-- BEGIN Materials provided --
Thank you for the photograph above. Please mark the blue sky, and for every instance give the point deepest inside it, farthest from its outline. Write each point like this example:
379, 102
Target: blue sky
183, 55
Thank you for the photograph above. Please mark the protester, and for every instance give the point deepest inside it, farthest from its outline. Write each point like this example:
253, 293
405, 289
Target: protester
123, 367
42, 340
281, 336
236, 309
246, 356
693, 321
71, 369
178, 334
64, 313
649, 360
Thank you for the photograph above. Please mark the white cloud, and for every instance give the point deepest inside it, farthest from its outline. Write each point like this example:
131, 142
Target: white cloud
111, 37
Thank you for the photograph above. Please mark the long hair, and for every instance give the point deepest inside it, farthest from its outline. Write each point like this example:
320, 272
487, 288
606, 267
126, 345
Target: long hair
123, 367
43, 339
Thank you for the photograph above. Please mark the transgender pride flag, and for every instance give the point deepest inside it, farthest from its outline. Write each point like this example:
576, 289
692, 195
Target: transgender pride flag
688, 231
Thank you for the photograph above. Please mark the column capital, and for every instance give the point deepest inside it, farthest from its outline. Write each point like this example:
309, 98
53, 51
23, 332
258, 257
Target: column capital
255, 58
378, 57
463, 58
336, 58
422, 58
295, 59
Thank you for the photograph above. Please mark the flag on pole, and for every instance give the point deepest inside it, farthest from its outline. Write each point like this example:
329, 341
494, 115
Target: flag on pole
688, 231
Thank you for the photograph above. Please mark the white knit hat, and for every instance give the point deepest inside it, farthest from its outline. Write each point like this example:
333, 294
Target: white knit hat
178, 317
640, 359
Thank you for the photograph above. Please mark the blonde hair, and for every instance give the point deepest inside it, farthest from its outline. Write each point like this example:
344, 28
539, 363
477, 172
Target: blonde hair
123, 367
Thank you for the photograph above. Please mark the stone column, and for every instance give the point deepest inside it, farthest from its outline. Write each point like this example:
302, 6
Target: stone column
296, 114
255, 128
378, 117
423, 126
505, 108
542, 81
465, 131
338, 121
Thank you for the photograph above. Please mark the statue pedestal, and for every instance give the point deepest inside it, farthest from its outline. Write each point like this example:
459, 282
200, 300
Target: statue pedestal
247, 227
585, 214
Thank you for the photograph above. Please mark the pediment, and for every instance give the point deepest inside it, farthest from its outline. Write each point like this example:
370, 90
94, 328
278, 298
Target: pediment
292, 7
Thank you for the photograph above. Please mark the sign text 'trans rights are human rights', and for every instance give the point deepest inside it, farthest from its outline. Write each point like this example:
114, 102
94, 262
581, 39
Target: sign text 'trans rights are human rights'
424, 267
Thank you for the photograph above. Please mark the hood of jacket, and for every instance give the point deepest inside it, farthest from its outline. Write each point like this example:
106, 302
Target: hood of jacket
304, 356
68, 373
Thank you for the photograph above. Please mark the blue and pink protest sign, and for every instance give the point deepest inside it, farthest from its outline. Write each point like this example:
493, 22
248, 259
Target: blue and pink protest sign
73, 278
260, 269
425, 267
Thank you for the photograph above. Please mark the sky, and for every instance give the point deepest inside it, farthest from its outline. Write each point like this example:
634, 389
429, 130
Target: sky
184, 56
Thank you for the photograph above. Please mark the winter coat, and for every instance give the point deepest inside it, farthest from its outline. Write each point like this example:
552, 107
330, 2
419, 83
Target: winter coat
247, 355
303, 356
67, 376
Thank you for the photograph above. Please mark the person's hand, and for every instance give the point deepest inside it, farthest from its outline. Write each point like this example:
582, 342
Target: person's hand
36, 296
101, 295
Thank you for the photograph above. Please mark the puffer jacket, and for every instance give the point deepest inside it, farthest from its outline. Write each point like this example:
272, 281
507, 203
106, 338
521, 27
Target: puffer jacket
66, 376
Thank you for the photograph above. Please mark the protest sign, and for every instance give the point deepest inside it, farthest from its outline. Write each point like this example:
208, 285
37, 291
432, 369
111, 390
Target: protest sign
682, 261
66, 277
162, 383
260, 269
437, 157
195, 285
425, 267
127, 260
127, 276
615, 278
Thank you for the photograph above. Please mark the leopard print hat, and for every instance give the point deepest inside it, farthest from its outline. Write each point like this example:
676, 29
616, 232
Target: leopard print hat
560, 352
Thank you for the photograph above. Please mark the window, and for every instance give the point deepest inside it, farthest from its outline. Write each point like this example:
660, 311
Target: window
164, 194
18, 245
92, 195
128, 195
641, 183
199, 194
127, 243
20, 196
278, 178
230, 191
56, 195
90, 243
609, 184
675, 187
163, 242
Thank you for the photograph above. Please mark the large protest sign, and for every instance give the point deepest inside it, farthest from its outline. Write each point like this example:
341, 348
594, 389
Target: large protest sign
-- END Materials provided --
* _Problem_:
Keep only the lines from the one containing "Thank you for the photograph above. Please mark the leopard" to the end of the entries, and repeat them exactly.

* _Output of the task_:
Thank you for the photograph above. Please mark the leopard print hat, and for every instance give the point deepest inside it, farthest from its outline. Write each point like this example:
676, 29
616, 232
Target: leopard print hat
560, 352
Thank you for the photograph above. Please mark the window, and for every instance give the point deepest inside it, farthest from its outline. Write each point like this example:
660, 311
Target: window
164, 194
18, 245
92, 195
128, 195
641, 183
199, 194
127, 243
20, 196
278, 178
230, 191
56, 195
90, 243
609, 184
675, 187
163, 242
Thank you for the photograph above. Please mark the large protest sign, and for every instance give the point deepest inside it, farthest from its outline. Write each point like this example:
341, 348
594, 389
Target: large protest sign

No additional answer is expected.